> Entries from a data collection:
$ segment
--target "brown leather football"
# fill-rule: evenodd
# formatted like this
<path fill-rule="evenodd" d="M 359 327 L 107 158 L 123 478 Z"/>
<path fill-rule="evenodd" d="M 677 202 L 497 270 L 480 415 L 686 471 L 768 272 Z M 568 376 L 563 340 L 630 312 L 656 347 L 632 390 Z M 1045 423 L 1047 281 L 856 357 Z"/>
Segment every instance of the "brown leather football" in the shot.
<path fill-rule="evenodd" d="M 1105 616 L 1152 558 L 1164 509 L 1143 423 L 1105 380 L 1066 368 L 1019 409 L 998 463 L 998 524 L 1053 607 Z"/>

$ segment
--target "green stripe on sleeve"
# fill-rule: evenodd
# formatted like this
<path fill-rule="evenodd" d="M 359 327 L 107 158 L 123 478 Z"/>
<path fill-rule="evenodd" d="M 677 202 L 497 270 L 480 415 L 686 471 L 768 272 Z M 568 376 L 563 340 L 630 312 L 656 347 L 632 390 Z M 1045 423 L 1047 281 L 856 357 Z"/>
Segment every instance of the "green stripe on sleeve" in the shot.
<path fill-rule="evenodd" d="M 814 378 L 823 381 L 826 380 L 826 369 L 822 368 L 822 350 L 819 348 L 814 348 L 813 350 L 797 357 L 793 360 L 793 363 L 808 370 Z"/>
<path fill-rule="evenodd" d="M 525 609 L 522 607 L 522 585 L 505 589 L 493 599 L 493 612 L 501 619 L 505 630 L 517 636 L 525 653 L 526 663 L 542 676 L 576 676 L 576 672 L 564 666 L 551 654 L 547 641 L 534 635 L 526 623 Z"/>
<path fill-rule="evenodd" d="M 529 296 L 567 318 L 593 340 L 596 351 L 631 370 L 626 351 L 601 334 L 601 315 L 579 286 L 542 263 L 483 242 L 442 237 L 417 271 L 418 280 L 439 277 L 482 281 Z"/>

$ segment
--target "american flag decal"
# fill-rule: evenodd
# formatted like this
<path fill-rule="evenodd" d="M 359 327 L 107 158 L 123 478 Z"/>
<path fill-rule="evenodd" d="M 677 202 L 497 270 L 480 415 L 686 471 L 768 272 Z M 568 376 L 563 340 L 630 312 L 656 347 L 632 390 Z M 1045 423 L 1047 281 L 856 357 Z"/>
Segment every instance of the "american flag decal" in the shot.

> GIVEN TASK:
Write out every entry above again, line for line, with no changes.

> THE SOLUTION:
$ segment
--target "brown leather football"
# fill-rule: evenodd
# formatted like this
<path fill-rule="evenodd" d="M 359 327 L 107 158 L 123 478 Z"/>
<path fill-rule="evenodd" d="M 677 202 L 497 270 L 480 415 L 686 471 L 768 272 Z M 568 376 L 563 340 L 630 312 L 656 347 L 632 390 Z M 1045 423 L 1047 281 L 856 357 Z"/>
Segment every instance of the "brown leather football" in the shot.
<path fill-rule="evenodd" d="M 1105 616 L 1152 558 L 1164 509 L 1143 423 L 1105 380 L 1066 368 L 1019 409 L 998 463 L 998 524 L 1053 607 Z"/>

$ segment
--target "green stripe on sleeve"
# fill-rule: evenodd
# formatted like this
<path fill-rule="evenodd" d="M 359 327 L 107 158 L 123 478 Z"/>
<path fill-rule="evenodd" d="M 677 202 L 497 270 L 480 415 L 686 471 L 768 272 Z M 568 376 L 563 340 L 630 312 L 656 347 L 632 390 Z M 1045 423 L 1047 281 L 856 357 Z"/>
Segment every instance of the "green stripe on sleeve" in the shot.
<path fill-rule="evenodd" d="M 814 378 L 823 381 L 826 380 L 826 369 L 822 368 L 822 350 L 819 348 L 814 348 L 813 350 L 797 357 L 793 360 L 793 363 L 808 370 Z"/>
<path fill-rule="evenodd" d="M 525 609 L 522 607 L 522 585 L 505 589 L 493 599 L 493 612 L 501 619 L 505 630 L 517 636 L 525 653 L 526 663 L 542 676 L 576 676 L 576 672 L 564 666 L 551 654 L 547 641 L 534 635 L 526 623 Z"/>
<path fill-rule="evenodd" d="M 529 296 L 567 318 L 593 340 L 596 351 L 631 370 L 626 351 L 601 334 L 601 315 L 579 286 L 542 263 L 483 242 L 442 237 L 417 271 L 418 280 L 439 277 L 482 281 Z"/>

$ segment
--target "american flag decal"
# fill-rule: evenodd
# formatted like this
<path fill-rule="evenodd" d="M 359 327 L 107 158 L 123 478 Z"/>
<path fill-rule="evenodd" d="M 677 202 L 497 270 L 480 415 L 686 471 L 768 272 Z M 568 376 L 563 340 L 630 312 L 656 347 L 632 390 Z M 1045 423 L 1047 281 L 856 357 Z"/>
Segment every instance of the "american flag decal" in the shot.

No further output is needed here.